Information shown.
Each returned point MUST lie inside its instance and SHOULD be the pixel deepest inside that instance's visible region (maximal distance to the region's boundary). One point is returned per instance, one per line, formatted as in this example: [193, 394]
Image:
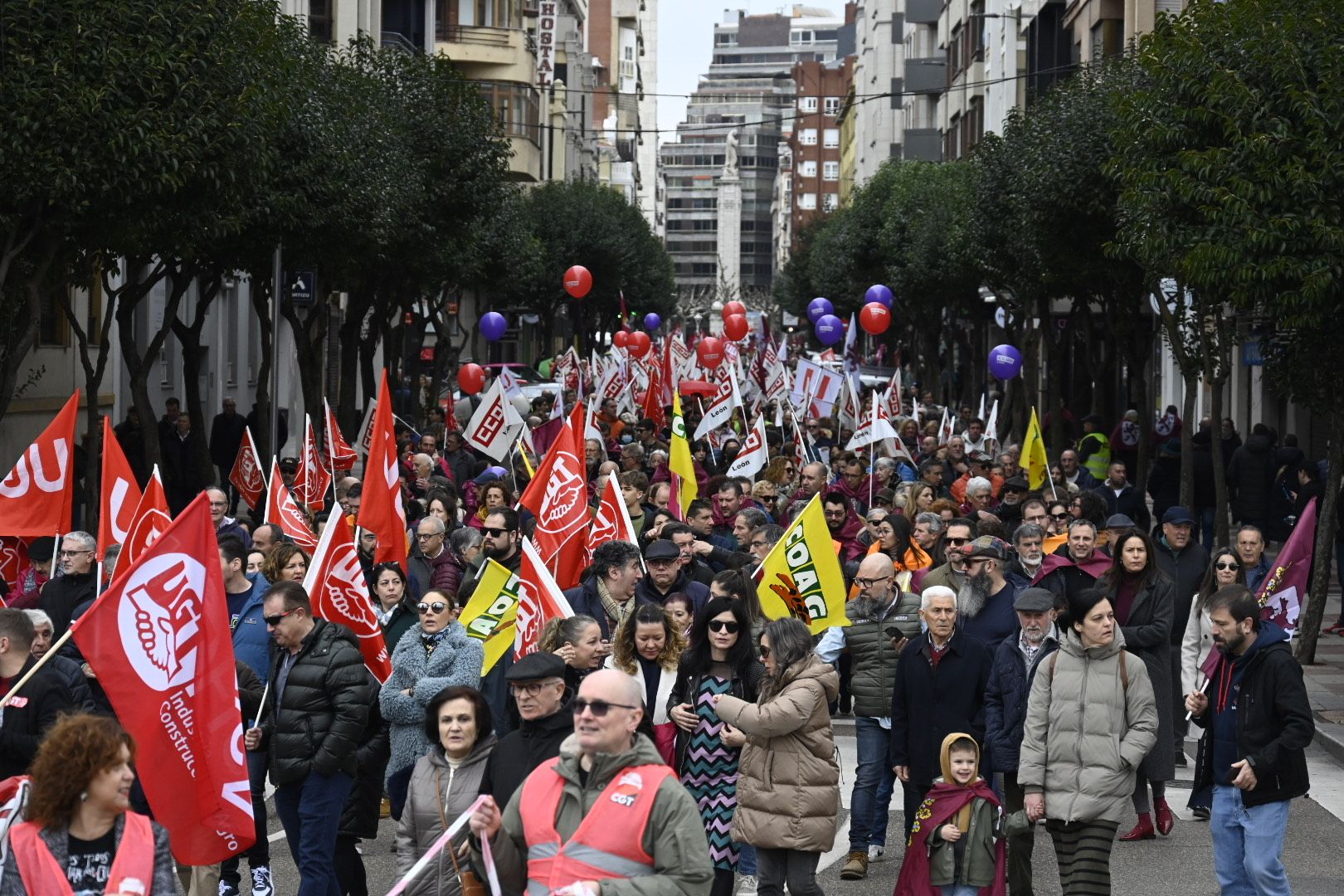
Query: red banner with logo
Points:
[158, 642]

Exercise requirements. Copy the listing above line for line, without changing any wording, and leave the picture out of your copy.

Correct result.
Each returned point MUST lie inside its instance and SHOULD be the pixel deepest inside that instance's visible region (maximal distance to the region's boundary). One point is returned per instance, one per line, formatted as in this example: [193, 394]
Image:
Query: red banner with logo
Points:
[158, 642]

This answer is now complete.